Extract every line of the records below that contains the word "window".

§ **DATASET CONTENT**:

— Begin —

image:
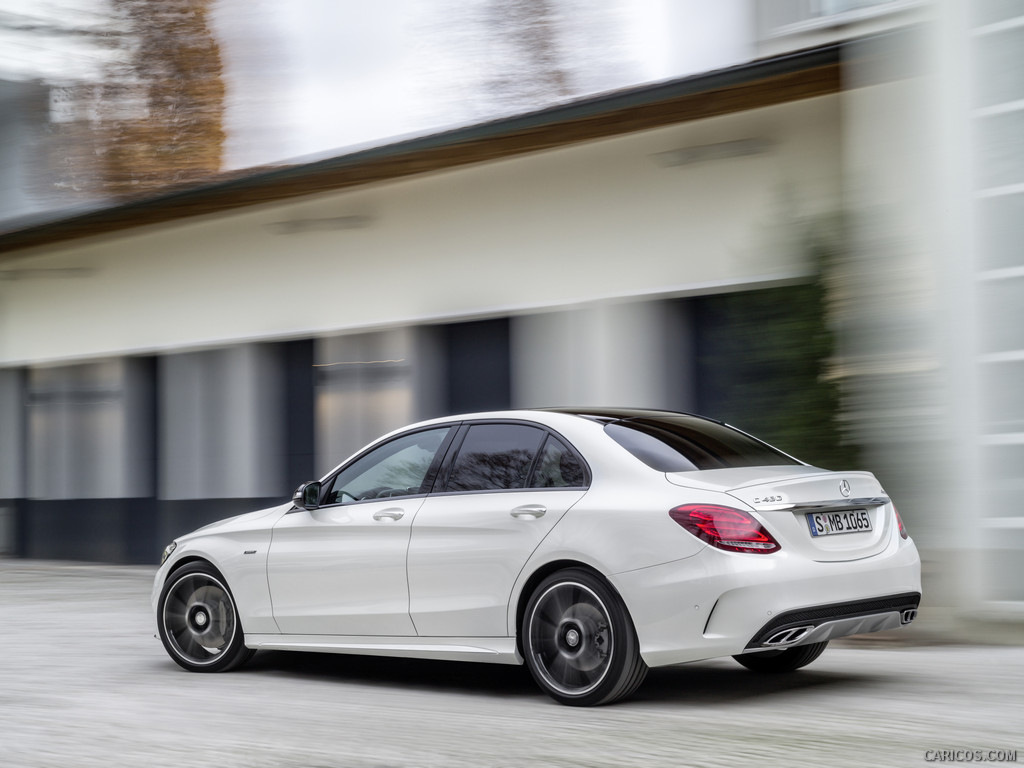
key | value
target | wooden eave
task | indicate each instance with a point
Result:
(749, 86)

— End —
— Begin —

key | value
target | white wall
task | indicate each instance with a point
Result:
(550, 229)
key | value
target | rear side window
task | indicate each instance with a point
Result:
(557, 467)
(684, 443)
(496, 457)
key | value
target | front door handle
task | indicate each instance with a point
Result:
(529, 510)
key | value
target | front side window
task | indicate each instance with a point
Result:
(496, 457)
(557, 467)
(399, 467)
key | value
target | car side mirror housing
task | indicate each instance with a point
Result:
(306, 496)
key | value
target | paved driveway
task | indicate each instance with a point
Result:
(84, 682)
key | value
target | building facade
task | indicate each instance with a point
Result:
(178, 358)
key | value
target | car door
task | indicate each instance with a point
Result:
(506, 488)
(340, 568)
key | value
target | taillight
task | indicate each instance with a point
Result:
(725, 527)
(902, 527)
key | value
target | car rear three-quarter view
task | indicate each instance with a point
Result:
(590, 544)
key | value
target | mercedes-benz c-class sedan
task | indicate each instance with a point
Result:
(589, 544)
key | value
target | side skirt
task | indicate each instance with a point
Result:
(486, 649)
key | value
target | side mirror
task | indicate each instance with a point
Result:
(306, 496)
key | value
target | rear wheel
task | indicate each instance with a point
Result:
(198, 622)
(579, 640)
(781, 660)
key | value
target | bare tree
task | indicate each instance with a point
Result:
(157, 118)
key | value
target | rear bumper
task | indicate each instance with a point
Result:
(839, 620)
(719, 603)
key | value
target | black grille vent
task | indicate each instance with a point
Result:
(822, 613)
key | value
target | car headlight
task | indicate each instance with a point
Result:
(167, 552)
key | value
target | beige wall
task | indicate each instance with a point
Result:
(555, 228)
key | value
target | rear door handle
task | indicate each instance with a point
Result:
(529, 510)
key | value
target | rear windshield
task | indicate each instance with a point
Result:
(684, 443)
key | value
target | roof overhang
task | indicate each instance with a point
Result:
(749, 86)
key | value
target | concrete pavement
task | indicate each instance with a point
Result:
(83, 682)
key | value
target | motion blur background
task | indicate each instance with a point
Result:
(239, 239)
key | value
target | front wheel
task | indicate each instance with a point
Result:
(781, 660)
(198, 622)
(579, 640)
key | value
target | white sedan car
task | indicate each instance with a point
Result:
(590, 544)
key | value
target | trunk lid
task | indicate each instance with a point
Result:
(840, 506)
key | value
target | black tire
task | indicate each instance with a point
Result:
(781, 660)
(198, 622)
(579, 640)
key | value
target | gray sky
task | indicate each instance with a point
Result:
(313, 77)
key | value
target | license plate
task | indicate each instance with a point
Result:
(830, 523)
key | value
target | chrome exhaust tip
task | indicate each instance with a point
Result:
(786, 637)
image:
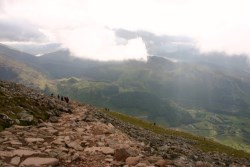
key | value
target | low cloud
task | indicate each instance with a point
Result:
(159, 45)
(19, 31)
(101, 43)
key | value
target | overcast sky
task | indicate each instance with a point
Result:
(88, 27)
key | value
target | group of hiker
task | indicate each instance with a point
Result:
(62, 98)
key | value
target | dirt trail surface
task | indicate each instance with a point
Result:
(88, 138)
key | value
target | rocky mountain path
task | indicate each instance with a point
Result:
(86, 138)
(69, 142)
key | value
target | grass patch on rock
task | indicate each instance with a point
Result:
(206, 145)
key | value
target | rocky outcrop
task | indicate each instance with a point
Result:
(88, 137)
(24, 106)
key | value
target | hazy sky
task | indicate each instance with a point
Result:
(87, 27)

— End —

§ **CORRECT ANSWER**:
target | rear side window
target | front side window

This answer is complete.